* [EXERCISE INSTRUCTIONS]: Find the line containing "of the overlapping" in the data below, then output that line and each one after it exactly, with nothing else.

* [GIVEN INFORMATION]:
···
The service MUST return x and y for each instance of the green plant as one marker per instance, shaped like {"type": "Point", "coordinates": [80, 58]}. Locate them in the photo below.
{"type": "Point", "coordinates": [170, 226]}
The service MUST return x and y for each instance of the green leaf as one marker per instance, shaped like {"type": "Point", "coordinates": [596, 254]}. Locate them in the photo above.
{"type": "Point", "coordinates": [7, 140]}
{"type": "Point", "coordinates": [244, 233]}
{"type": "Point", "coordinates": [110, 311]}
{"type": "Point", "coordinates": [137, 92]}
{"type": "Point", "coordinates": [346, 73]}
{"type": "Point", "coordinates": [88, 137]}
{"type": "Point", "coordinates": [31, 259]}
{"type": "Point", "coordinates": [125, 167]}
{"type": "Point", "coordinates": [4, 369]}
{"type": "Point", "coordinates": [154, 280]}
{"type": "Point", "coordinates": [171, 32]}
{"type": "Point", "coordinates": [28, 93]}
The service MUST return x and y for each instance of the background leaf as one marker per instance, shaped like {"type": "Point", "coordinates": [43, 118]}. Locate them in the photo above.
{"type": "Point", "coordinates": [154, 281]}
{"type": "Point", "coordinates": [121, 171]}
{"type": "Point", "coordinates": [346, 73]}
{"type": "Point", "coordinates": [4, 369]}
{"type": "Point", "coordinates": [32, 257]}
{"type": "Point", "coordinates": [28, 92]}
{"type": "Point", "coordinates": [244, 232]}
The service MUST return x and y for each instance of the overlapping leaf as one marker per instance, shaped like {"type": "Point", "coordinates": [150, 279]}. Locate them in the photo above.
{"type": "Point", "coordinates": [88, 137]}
···
* [ANSWER SPACE]:
The service MUST return x and y for each instance of the overlapping leaf as one marker per instance, shaped like {"type": "Point", "coordinates": [150, 279]}. Locate them in the photo above.
{"type": "Point", "coordinates": [88, 137]}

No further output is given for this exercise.